-- START OF Data --

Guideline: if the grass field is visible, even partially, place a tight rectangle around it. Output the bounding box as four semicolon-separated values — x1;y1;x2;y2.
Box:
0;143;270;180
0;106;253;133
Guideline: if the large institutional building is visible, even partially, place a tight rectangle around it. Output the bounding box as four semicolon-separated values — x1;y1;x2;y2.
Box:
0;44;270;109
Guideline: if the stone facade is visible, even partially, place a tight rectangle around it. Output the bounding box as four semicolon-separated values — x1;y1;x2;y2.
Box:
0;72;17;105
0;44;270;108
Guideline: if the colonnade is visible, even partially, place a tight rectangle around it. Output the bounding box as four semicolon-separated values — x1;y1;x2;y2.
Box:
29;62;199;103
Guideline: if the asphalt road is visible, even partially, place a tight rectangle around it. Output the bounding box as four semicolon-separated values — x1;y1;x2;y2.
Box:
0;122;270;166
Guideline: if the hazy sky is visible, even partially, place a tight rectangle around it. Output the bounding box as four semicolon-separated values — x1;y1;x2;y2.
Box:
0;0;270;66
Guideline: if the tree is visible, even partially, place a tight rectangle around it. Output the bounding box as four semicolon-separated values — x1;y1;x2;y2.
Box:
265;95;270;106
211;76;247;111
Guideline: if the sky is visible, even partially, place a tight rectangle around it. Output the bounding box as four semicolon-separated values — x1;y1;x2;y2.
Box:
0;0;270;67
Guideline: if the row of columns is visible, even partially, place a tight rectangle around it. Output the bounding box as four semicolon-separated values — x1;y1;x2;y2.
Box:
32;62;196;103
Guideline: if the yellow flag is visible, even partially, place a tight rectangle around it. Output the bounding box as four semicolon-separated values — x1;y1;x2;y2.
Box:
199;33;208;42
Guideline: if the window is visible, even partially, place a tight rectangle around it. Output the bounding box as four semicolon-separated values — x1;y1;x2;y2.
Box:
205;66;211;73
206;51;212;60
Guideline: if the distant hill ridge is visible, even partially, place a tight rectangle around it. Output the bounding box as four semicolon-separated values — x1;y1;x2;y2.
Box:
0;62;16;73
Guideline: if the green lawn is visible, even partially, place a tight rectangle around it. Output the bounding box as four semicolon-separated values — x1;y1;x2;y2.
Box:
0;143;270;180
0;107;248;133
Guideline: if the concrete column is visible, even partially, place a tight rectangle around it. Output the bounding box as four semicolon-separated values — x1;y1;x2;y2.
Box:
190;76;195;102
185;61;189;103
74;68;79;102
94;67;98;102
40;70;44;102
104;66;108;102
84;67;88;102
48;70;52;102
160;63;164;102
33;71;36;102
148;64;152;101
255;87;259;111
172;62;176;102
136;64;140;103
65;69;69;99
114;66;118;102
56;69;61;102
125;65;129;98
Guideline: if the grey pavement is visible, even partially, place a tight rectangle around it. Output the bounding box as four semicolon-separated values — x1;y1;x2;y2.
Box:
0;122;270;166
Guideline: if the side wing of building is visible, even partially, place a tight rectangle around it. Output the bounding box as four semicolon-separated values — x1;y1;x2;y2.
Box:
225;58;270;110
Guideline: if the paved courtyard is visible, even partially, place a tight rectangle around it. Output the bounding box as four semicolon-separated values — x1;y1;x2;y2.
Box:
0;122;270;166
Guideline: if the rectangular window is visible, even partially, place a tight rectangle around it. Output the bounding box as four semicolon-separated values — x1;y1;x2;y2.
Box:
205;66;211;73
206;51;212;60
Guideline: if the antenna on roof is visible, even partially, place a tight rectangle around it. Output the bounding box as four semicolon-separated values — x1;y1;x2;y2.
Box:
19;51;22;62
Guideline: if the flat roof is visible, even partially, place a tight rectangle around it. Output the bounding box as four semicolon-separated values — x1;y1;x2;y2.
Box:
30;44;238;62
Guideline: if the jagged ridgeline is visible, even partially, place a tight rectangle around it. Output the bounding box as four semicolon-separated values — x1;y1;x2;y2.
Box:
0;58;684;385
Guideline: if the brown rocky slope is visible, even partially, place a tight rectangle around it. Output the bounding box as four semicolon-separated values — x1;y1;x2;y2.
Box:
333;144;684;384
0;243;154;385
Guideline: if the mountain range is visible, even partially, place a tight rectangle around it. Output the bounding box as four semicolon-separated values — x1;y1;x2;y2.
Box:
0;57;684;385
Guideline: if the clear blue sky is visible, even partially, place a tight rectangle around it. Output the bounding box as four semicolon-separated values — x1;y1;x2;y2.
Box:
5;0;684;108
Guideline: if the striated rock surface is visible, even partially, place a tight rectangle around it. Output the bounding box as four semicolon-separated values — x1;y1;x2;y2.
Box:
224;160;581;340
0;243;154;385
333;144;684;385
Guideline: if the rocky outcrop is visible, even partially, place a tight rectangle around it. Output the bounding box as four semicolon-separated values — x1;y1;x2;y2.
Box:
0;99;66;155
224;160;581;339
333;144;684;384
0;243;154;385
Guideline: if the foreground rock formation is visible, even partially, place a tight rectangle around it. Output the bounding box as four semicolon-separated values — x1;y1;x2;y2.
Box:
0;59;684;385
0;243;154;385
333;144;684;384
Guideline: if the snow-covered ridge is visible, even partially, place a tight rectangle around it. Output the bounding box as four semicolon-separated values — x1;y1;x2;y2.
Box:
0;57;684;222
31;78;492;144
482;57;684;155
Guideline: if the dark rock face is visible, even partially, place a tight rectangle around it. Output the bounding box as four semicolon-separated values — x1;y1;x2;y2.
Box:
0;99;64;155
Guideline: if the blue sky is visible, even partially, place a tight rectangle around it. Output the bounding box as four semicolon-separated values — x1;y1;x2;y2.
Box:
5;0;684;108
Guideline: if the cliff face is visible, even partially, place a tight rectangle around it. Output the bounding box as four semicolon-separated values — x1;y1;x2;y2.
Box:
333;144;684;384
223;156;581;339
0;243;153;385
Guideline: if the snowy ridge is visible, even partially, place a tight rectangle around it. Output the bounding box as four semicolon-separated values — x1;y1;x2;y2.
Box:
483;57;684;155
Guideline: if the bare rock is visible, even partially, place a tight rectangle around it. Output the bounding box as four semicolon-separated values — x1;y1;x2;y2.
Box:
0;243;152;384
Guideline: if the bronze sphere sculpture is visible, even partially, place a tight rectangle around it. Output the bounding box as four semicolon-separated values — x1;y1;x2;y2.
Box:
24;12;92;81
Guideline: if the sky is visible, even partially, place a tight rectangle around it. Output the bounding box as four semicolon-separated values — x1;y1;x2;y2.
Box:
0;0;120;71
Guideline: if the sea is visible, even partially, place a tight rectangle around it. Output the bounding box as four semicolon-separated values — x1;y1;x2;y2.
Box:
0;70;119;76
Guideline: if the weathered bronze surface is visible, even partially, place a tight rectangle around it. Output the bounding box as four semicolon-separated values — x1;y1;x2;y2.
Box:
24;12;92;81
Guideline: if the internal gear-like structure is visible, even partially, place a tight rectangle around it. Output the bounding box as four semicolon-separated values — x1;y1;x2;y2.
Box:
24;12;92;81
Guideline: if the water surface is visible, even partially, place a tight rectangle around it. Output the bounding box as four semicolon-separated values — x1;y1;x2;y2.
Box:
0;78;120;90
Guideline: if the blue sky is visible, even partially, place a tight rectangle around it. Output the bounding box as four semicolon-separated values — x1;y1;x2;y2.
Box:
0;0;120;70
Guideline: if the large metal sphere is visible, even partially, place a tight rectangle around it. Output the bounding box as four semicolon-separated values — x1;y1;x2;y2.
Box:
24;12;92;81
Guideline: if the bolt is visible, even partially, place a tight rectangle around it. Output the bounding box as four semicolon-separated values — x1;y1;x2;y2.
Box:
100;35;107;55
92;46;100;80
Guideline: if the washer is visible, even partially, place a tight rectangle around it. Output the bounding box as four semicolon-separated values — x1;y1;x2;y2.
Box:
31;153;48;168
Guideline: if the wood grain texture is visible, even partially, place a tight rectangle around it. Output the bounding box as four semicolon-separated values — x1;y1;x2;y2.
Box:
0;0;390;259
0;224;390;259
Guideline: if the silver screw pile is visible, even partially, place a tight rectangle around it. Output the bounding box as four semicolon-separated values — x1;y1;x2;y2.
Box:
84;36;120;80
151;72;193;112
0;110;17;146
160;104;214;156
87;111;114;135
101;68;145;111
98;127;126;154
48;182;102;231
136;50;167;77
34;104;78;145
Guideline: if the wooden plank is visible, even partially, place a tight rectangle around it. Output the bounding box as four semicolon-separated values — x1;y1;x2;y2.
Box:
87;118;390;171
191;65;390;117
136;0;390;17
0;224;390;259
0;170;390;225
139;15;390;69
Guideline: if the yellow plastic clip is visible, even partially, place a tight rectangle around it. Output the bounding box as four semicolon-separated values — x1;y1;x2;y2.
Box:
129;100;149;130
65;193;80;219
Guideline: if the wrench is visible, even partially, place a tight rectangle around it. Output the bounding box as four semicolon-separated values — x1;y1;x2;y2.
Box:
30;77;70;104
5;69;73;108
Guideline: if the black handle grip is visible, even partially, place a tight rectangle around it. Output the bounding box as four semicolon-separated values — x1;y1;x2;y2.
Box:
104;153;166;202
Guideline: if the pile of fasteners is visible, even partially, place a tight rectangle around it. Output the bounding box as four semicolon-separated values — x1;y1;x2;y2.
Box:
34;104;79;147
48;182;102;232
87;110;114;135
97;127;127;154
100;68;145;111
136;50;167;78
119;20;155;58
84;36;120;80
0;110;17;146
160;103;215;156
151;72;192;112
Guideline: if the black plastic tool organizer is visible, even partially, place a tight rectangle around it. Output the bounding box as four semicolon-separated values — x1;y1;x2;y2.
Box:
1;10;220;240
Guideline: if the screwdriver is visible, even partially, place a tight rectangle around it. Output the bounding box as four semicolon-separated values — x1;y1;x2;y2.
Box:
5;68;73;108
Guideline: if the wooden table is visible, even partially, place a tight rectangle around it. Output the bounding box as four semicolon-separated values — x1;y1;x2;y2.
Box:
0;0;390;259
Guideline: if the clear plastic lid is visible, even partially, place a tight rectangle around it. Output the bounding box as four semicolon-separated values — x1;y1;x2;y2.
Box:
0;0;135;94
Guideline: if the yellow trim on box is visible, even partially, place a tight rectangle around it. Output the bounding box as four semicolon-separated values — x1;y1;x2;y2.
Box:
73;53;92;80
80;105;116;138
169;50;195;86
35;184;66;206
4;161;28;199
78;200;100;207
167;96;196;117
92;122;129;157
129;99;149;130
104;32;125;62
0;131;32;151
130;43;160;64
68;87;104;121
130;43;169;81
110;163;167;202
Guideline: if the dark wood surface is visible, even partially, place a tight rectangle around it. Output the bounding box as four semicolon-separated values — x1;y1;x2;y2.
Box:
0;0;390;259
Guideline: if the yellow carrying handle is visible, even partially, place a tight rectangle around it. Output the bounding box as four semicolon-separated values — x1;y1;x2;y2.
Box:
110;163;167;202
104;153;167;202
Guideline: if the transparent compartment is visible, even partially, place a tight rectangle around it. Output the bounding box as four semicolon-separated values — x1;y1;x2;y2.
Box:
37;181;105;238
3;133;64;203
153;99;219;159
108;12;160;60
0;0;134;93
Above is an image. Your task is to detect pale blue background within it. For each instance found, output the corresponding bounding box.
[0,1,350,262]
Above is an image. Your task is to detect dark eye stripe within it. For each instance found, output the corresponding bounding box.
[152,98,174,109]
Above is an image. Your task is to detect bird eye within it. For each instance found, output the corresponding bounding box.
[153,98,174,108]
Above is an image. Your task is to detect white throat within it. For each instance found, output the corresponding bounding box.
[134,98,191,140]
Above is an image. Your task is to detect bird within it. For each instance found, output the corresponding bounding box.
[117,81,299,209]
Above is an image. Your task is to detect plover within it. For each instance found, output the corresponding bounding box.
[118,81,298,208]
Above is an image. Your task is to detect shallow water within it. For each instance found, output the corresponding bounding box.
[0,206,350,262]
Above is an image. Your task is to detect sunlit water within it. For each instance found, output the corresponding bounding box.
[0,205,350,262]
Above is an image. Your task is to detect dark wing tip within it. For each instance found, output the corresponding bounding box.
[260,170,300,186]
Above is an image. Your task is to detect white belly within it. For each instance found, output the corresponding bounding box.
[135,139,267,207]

-- END OF Data --

→ Aim of the exercise: Please gather every line of the records above that contains the string "roof", matching case exactly, and copy each one out in full.

→ Final result:
Guideline: if the antenna on roof is visible, even partially, place a tight rectangle around it. Output the bounding box as four semicolon-separated values — x1;y1;x2;y2.
Guideline: if the flat roof is visible, even partially, place a tight rectangle around it. Output the bounding box as four semicolon-separated values — x1;y1;x2;y2.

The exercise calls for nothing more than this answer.